= ТЕКСТ ДЛЯ ЧТЕНИЯ =
◇ ◇ ◇ ◇
Кирби сделал глоток бренди из фляжки и подошел к ней, обняв ее. «Скажи мне, дорогая, что нам делать? Мы помолвлены?»

Бекки покачала головой.

«Чего ты хочешь? Должен ли я обращаться с тобой как со своей невестой, или мы продолжим так, как сейчас?»

«Продолжим так, как сейчас!»

«Ты же знаешь, я теперь свободен — и мне стоило усилий стать свободным».

«Сколько?»

«Семьдесят тысяч долларов».

«Это немного».

«Это практически все, что у меня есть».

«Ну, Алисия не будет иметь с этого такого большого дохода».

«И я заплатил их за тебя».

Бекки открыла глаза. Ее лицо вспыхнуло костром ярости. Ее рыжие волосы встали дыбом, как у дикого зверя.

«Ты просто лжец, раз говоришь такое! И ты не можешь говорить подобные вещи в моей комнате. Это моя комната; я плачу за нее. И ты можешь быть уважительным ко мне здесь, или можешь убираться».

Кирби не выдал своего гнева. Он сконцентрировал его и продолжил: «Прошу прощения».

Голосом, мягким, как масло, он спросил:

«Ты виделась с Делахером?»

«Да, виделась, и он неотёсанный мужлан».

«Ну?»

«Не твое дело!»

«Не мое дело, а?» — сказал Кирби с горькой интонацией.

«Убирайся из моей комнаты», — сказала Бекки.

«Нет, я не уйду из твоей комнаты».

«Я прикажу тебя выставить».

«Ты не посмеешь, Бекки — ты не посмеешь!»...

Еще две страницы подобного, и затем Бекки величественно восклицает:

«Чего ты вообще хочешь? Ты получил все, что я могла дать: мое гостеприимство, мой хлеб, мое вино, мое ложе, мою привязанность, подарки моей любви — чего ты хочешь?»

Кирби объясняет, что хочет жену и родственную душу — «разум, который был бы спутником моего разума». Но Бекки отказывается выйти за него замуж. Вместо этого она уходит в свою спальню, а затем возвращается с письмами Кирби:

«Вот твои письма. Ты остался и высказал все, что хотел. А теперь, когда ты это сказал, ты можешь сам убедиться, что у тебя нет против меня никаких доказательств.... Вот твои письма».

«Они мне не нужны».

«Очень хорошо, я их порву».

Она принялась за это.

«Теперь все улики уничтожены», — сказал он.
◇ ◇ ◇ ◇
= ИСХОДНЫЕ ЗАПИСИ =
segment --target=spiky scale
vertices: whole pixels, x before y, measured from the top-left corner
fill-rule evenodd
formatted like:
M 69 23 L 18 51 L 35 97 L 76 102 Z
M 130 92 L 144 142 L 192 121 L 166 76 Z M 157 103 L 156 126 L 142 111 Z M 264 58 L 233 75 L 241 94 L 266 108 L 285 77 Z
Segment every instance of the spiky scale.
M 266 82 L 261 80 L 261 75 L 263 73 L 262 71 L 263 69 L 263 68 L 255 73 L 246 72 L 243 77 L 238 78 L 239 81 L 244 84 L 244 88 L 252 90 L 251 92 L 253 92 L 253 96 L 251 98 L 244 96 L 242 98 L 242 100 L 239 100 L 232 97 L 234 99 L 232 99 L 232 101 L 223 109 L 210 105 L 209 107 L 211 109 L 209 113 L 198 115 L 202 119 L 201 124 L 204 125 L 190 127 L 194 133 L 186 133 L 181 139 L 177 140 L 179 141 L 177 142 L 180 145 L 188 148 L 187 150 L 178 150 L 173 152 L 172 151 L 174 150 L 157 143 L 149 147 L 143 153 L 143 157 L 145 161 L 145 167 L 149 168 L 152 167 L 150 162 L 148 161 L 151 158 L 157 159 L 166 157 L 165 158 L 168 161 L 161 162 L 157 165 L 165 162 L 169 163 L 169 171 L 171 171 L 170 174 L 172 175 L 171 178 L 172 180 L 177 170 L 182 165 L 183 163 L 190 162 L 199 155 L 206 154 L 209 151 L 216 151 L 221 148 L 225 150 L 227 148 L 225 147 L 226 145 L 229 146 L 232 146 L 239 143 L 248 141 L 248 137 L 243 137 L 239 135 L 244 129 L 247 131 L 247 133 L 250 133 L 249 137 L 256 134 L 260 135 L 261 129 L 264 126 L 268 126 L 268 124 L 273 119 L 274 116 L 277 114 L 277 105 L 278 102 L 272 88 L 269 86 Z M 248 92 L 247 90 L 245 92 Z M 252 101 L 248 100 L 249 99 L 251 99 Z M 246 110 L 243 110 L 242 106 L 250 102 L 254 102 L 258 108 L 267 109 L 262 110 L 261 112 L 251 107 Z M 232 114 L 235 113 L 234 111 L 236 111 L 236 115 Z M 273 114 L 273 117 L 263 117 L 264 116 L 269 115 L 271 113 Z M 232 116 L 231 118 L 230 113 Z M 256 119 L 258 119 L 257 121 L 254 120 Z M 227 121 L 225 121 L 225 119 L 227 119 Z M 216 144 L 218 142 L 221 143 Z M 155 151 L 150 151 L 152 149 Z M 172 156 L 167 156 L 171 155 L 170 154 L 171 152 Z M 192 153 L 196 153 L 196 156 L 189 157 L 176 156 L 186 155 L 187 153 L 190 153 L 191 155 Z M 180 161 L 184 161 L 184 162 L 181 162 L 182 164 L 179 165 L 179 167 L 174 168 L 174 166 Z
◇ ◇ ◇ ◇
= ПИСЬМЕННОЕ ЗАДАНИЕ =
Сколько, по словам Кирби в тексте для чтения, ему стоило стать свободным?

= РЕШЕНИЕ ЗАДАНИЯ =
Семьдесят тысяч долларов.